PROBLEM 1
Rescale the stretch of entries below from the line containing "of the rough" through the end of the entries, both ends included. Write out every line of it again, multiplying each coordinate by 2.15 and rounding to whole numbers with halves rounded up, and leave the pictures out of your answer.

DOCUMENT PASSAGE
--

Patent Literature 1: JP-A-2005-232482

Patent Literature 2: JP-A-2004-197144

SUMMARY OF INVENTION

Technical Problem

In recent years, the demand for quality property of the final product tends to become stricter year by year in the field of hot-rolled steel sheets and cold-rolled steel sheets. In order to satisfy the demand, the heat treatment temperature for the steel sheet is controlled very strictly. For example, it has been found that not only the temperature in the longitudinal direction of the steel sheet coil needs to be uniformized but also the temperature distribution in the sheet width direction of the steel sheet needs to be uniformized within a given range or overheating of the steel sheet exceeding the predetermined temperature needs to be prevented.

In the method disclosed in Patent Literature 2, the flow rate of the fuel supplied to the annealing furnace is controlled based on the sheet temperature measured at the exit side of the preheating furnace to control the sheet temperature in the annealing furnace. However, it is not a technique of also controlling the sheet temperature at the exit side of the preheating furnace. Therefore, there is a problem that when a large temperature non-uniformity or overheating is caused in the steel sheet at the exit side of the preheating furnace, it is difficult to control the steel sheet temperature to a given range in the annealing furnace.

The invention is made in view of the above problems inherent to the prior arts, and an object thereof is to propose a heating method of the steel sheet capable of uniformizing the steel sheet temperature in the longitudinal direction and the sheet width direction in the continuous annealing and surely preventing overheating of the steel sheet exceeding a soaking temperature as a target heating temperature and to provide a continuous annealing facility therefor.

Solution to Problem

The inventors have made various studies to solve the above task, and as a result, they found the following. That is, in a continuous annealing facility of a steel sheet having a direct heating furnace, a soaking furnace and a cooling furnace, a direct semi-soaking furnace is disposed between the heating furnace and the soaking furnace, and, in the heating furnace, the steel sheet temperature at the exit side of the heating furnace (hereinafter abbreviated as “sheet temperature”) is heated to a temperature lower than the soaking temperature as a target heating temperature (hereinafter referred to as “target soaking temperature”) by ΔT, while, in the semi-soaking furnace, the furnace temperature is set to the target soaking temperature and the ΔT is controlled to a proper range, whereby the above object can be achieved by performing slow heating so that the sheet temperature will reach the target soaking temperature at a position in the semi-soaking furnace, and as a result, the invention has been accomplished.

--

MATERIAL FOR THIS EXERCISE
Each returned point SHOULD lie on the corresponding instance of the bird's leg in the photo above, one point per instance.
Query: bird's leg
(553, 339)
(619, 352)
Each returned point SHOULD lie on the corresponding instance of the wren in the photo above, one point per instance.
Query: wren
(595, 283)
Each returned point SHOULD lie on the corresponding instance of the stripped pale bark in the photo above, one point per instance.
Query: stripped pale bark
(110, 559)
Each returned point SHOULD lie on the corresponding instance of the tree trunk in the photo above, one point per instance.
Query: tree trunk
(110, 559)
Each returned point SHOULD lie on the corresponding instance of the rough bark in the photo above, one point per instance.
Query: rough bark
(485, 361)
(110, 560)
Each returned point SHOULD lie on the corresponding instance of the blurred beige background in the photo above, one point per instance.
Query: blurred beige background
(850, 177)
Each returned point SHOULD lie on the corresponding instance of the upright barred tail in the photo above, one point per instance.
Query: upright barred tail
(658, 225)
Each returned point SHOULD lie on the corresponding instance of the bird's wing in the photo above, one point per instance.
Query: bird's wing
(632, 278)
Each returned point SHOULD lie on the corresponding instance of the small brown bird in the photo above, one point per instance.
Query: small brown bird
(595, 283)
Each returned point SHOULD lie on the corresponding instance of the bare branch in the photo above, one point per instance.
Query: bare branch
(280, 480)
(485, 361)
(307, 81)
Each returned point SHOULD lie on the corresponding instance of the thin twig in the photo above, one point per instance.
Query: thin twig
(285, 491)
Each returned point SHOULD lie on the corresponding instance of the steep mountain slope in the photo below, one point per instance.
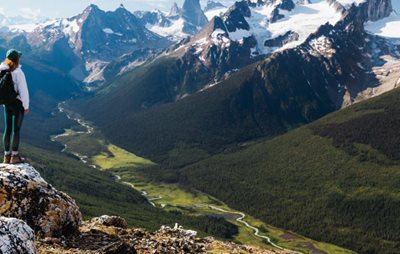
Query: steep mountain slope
(335, 180)
(287, 89)
(178, 24)
(84, 45)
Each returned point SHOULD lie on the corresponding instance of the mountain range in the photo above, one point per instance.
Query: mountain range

--

PROBLEM 2
Continue the passage on the continuous annealing of steel sheets from where it stops.

FINAL RESULT 1
Each returned point SHOULD lie on the corresponding instance of the rough bark in the photo above, one point per instance.
Query: rough bark
(1043, 776)
(237, 1204)
Each returned point SHOULD lie on the corresponding instance of the blurred beige background in the photo above, one point per instance.
Query: blurred beige background
(1828, 381)
Each returned point SHOULD lie on the corresponding instance of the upright barred tail in the photo above, one point per instance.
Query: upright barred tail
(1415, 484)
Each returned point SHOULD lie on the corresponding instance of the bird's wing in the photo above, one point per instance.
Query: bird's wing
(1359, 598)
Each returned point SHOULD lie on the corresponding instance of the small brown bird in the photo above, one point per instance.
Query: small brown bird
(1279, 608)
Each returned point SHOULD lie on the corresponding instance of the bare branch in the photo above, one point per instance.
Query: bare branch
(602, 1032)
(1043, 776)
(660, 174)
Each returned point SHOULD lie on the corresponding instance of the thin twig in the photo above, one point per instance.
Query: thin twig
(613, 1056)
Each returned point SHOULD lie on the corresponding instance of the steep mountain slope in the photo below, one point per instance.
Query: steep mountain slope
(720, 387)
(617, 191)
(383, 52)
(181, 97)
Each returned point SHOULD lie on the corresponding instance of the mountain range in the photo above, one point per instance.
Query: mountain range

FINAL RESULT 2
That is, the invention proposes a method of heating a steel sheet in a continuous annealing facility comprising a direct heating furnace, a soaking furnace and a cooling furnace, characterized in that a direct semi-soaking furnace is disposed between the heating furnace and the soaking furnace; the steel sheet is heated in the heating furnace so that the steel sheet temperature at an exit side of the heating furnace reaches (a target soaking temperature-ΔT); and the furnace temperature in the semi-soaking furnace is set to the target soaking temperature of the steel sheet and the steel sheet is heated so that the temperature thereof reaches the target soaking temperature at a position in the semi-soaking furnace. Here, ΔT is a value of not less than the variation range of the steel sheet temperature when the sheet temperature is controlled by feedback control in the heating furnace, and is a value of not more than ½ of the heating capacity for the steel sheet in the semi-soaking furnace.

The method of heating the steel sheet according to the invention is characterized in that the value of ΔT is made large when a flow rate of a fuel supplied to a direct burner in the semi-soaking furnace reaches the lower limit of a fuel supply capacity in the semi-soaking furnace, while the value of ΔT is made small when it reaches the upper limit of the fuel supply capacity in the semi-soaking furnace.

The method of heating the steel sheet according to the invention is also characterized in that the flow rate of the fuel supplied to the direct burner in the semi-soaking furnace falls within the range from the lower limit of the fuel supply capacity×1.2 to the upper limit of the fuel supply capacity×0.8 in the semi-soaking furnace.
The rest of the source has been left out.